● **Requirement**
Reproduce the entire listing below, substituting "upper-left corner" for each occurrence of "top-left corner" and leaving all other text unchanged.

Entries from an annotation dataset
- - - - - - -

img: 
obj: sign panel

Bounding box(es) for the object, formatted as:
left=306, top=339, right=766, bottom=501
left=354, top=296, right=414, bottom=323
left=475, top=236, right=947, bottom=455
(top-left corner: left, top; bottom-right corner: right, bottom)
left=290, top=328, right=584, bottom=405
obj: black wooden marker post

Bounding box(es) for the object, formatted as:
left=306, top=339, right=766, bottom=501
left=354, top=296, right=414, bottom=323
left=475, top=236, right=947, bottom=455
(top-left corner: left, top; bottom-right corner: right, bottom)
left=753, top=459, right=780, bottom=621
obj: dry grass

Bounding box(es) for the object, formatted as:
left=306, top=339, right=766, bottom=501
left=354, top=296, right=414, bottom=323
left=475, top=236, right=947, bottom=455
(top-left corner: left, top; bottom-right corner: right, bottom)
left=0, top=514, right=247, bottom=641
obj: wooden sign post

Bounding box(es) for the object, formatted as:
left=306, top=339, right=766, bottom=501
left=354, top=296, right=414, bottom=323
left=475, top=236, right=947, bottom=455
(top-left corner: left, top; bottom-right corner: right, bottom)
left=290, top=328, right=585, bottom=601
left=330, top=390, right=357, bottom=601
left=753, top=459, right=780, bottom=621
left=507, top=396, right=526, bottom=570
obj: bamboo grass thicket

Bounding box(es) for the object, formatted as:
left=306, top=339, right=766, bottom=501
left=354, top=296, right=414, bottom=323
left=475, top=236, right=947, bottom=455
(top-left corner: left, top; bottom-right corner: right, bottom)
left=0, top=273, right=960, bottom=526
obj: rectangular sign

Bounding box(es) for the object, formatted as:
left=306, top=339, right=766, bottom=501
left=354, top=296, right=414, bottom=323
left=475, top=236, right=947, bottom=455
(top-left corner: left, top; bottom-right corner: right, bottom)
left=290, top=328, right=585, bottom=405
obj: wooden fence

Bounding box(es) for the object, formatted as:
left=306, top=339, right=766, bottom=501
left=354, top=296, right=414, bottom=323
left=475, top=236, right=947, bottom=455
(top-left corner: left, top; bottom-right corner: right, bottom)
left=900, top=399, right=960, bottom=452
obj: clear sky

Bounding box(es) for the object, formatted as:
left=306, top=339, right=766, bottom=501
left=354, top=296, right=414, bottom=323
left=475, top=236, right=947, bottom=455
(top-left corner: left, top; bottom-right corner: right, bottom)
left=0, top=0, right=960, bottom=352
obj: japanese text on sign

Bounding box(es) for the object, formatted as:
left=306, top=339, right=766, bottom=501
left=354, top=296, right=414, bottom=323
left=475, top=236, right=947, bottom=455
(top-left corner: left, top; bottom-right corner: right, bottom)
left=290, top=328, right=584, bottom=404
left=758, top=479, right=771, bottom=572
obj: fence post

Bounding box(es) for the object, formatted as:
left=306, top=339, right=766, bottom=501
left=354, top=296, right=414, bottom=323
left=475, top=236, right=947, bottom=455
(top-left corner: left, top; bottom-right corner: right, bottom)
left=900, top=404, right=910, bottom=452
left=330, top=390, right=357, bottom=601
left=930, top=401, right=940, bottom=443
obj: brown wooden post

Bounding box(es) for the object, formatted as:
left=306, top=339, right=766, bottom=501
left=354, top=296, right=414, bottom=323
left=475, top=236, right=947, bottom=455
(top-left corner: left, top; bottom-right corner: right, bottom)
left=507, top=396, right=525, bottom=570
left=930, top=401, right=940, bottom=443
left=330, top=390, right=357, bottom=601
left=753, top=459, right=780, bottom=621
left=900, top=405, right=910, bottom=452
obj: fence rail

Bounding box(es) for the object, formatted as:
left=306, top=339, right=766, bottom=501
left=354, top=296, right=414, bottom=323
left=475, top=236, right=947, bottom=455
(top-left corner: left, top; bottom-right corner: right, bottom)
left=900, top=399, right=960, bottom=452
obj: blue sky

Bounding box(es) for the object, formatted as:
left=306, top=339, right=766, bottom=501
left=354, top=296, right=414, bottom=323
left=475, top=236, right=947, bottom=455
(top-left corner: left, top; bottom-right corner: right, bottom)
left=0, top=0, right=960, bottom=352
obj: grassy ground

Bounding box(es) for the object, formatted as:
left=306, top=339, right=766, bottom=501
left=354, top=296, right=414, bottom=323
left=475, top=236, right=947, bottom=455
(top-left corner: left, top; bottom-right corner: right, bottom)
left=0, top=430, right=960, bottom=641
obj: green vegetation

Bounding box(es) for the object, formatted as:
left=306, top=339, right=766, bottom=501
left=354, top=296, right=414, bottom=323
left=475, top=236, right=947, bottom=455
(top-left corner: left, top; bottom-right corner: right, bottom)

- - - - - - -

● **Final answer**
img: 
obj: sign panel

Bounding box(es) for the object, formatted as:
left=306, top=339, right=766, bottom=501
left=354, top=296, right=414, bottom=323
left=475, top=236, right=947, bottom=455
(upper-left corner: left, top; bottom-right corner: right, bottom)
left=290, top=328, right=584, bottom=405
obj: black wooden marker post

Bounding box(es) for the object, formatted as:
left=306, top=339, right=766, bottom=501
left=354, top=296, right=414, bottom=323
left=475, top=236, right=947, bottom=455
(upper-left corner: left, top; bottom-right corner: right, bottom)
left=753, top=459, right=780, bottom=621
obj: dry grass

Bounding box(es) for the object, formatted as:
left=306, top=339, right=766, bottom=501
left=354, top=296, right=414, bottom=323
left=475, top=236, right=947, bottom=455
(upper-left corner: left, top; bottom-right corner: right, bottom)
left=0, top=514, right=247, bottom=641
obj: wooden sign post

Bounding box(es) for the object, formatted as:
left=306, top=339, right=766, bottom=501
left=354, top=296, right=414, bottom=323
left=475, top=236, right=947, bottom=455
(upper-left corner: left, top; bottom-right corner: right, bottom)
left=290, top=328, right=585, bottom=601
left=330, top=390, right=357, bottom=601
left=753, top=459, right=780, bottom=621
left=507, top=396, right=526, bottom=570
obj: bamboo grass thicket

Bounding box(es) for the object, formatted as:
left=306, top=339, right=766, bottom=501
left=354, top=296, right=414, bottom=323
left=475, top=236, right=947, bottom=455
(upper-left corner: left, top; bottom-right corner: right, bottom)
left=0, top=273, right=960, bottom=526
obj: rectangular sign

Bounding box(es) for the object, formatted as:
left=306, top=339, right=766, bottom=501
left=354, top=296, right=414, bottom=323
left=475, top=236, right=947, bottom=455
(upper-left corner: left, top; bottom-right corner: right, bottom)
left=290, top=328, right=585, bottom=405
obj: wooden fence

Bounding box(es) for the object, formatted as:
left=306, top=339, right=766, bottom=501
left=354, top=296, right=414, bottom=323
left=475, top=236, right=947, bottom=455
(upper-left corner: left, top; bottom-right corner: right, bottom)
left=900, top=399, right=960, bottom=452
obj: clear sky

Bounding box(es) for the object, formatted as:
left=306, top=339, right=766, bottom=501
left=354, top=296, right=414, bottom=323
left=475, top=236, right=947, bottom=455
(upper-left corner: left, top; bottom-right corner: right, bottom)
left=0, top=0, right=960, bottom=352
obj: japanese text on sign

Bounding box(es) for the object, formatted as:
left=306, top=339, right=766, bottom=501
left=354, top=296, right=414, bottom=323
left=475, top=236, right=947, bottom=455
(upper-left corner: left, top; bottom-right corner: right, bottom)
left=290, top=328, right=584, bottom=404
left=758, top=479, right=771, bottom=572
obj: fence post

Bounding box(es) for the object, formatted as:
left=306, top=339, right=766, bottom=501
left=354, top=296, right=414, bottom=323
left=475, top=236, right=947, bottom=455
(upper-left corner: left, top; bottom-right corner: right, bottom)
left=900, top=404, right=910, bottom=452
left=330, top=390, right=357, bottom=601
left=930, top=401, right=940, bottom=443
obj: brown wooden post

Bounding box(es) for the object, formatted as:
left=306, top=339, right=766, bottom=501
left=354, top=296, right=414, bottom=323
left=475, top=236, right=947, bottom=455
(upper-left corner: left, top; bottom-right corner: right, bottom)
left=507, top=396, right=525, bottom=570
left=930, top=401, right=940, bottom=443
left=330, top=390, right=357, bottom=601
left=753, top=459, right=780, bottom=621
left=900, top=405, right=910, bottom=452
obj: fence rail

Bounding box(es) for the object, formatted as:
left=306, top=339, right=766, bottom=501
left=354, top=296, right=414, bottom=323
left=475, top=236, right=947, bottom=455
(upper-left corner: left, top; bottom-right corner: right, bottom)
left=900, top=399, right=960, bottom=452
obj: blue sky

Bounding box(es) for the object, formatted as:
left=306, top=339, right=766, bottom=501
left=354, top=296, right=414, bottom=323
left=475, top=236, right=947, bottom=455
(upper-left corner: left, top; bottom-right corner: right, bottom)
left=0, top=0, right=960, bottom=352
obj: grassy ground

Bounding box(es) for the object, formatted as:
left=306, top=339, right=766, bottom=501
left=354, top=296, right=414, bottom=323
left=475, top=236, right=947, bottom=455
(upper-left corner: left, top; bottom-right corner: right, bottom)
left=0, top=430, right=960, bottom=641
obj: green vegetation

Bounding box(es) for the object, formatted as:
left=306, top=339, right=766, bottom=501
left=354, top=296, right=414, bottom=323
left=475, top=236, right=947, bottom=455
(upper-left corner: left, top; bottom-right corner: right, bottom)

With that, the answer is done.